-------- GIVEN TEXT
Analysis and Real-Time Calculation of Postfault Current of Standard Surface-Mounted PMSM Drives With Dysfunctional Power Switches

Fault diagnosis and fault-tolerant control significantly rely on the knowledge of fault mechanisms and postfault states. Regarding open circuits in permanent magnet synchronous motor drives, the postfault states, especially phase voltages, depend on whether the faulty phase is conducting. Under the open-switch fault featuring dysfunctional power switches, the faulty phase is possible to conduct through the still functional diodes. In contrast, the open-phase fault completely blocks the faulty phase. However, the mechanism and effects of the open-switch conduction have not been thoroughly studied, which obscures the boundary between the open-switch fault and the open-phase fault, and fails to realize effective diagnosis and optimal fault-tolerant control. This article not only reveals the mechanism of the open-switch conduction, but also proposes a model that can calculate the postfault conducting current in real time. The proposed model provides an estimation value of the postfault current for further utilization and validates the correctness of the analysis. First, equivalent circuits are analyzed to explain the conduction condition. Subsequently, switching states fulfilling the conditions are studied, and finally, the mathematical model of the postfault current is built. The analysis and model are experimentally validated.
----------------
-------- DATASET CONTENT
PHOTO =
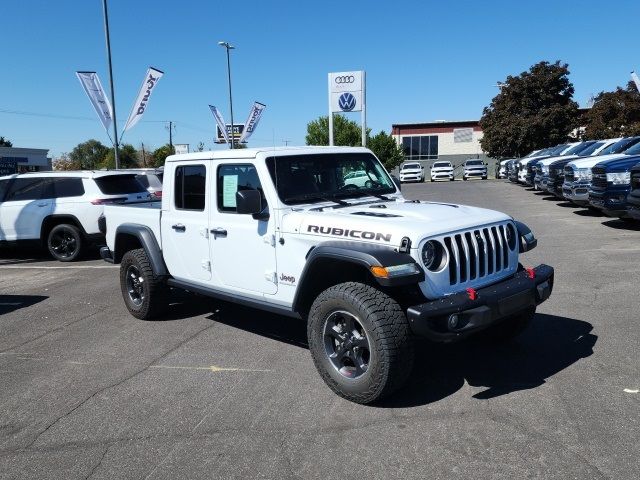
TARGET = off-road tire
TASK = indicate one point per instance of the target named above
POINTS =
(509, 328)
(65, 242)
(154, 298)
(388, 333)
----------------
-------- DATASET CONTENT
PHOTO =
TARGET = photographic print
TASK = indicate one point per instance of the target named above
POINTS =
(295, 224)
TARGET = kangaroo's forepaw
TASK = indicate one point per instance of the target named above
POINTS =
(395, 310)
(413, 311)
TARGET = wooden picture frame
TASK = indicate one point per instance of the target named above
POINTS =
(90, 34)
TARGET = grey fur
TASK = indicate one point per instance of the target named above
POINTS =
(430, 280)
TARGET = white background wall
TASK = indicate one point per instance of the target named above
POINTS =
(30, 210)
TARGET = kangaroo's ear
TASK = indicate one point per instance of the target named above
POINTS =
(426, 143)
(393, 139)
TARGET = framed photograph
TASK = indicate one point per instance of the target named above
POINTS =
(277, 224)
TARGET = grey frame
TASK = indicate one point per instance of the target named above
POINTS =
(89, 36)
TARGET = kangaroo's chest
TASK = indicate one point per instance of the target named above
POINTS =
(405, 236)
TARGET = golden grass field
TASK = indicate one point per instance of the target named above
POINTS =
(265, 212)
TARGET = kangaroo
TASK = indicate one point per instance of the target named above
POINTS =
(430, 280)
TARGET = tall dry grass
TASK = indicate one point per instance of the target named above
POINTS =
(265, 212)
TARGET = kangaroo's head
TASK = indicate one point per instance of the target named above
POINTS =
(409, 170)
----------------
-------- DATASET CONTENT
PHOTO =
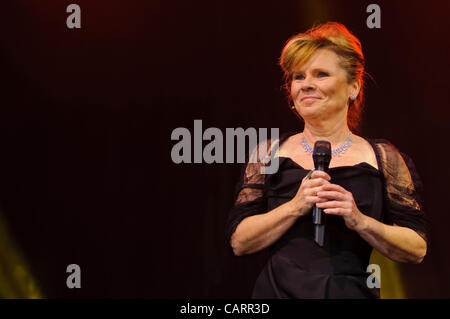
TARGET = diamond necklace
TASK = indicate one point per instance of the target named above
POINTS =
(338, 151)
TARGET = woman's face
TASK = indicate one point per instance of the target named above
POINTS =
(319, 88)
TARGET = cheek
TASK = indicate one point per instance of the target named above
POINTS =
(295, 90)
----------------
_TASK BRIEF_
Answer these questions from the abstract:
1. Under the open-switch fault, what does the faulty phase conduct through?
2. What does the open-phase fault do to the faulty phase?
3. What is analyzed first to explain the conduction condition?

_THE ANSWER_
1. The still functional diodes.
2. It completely blocks the faulty phase.
3. Equivalent circuits.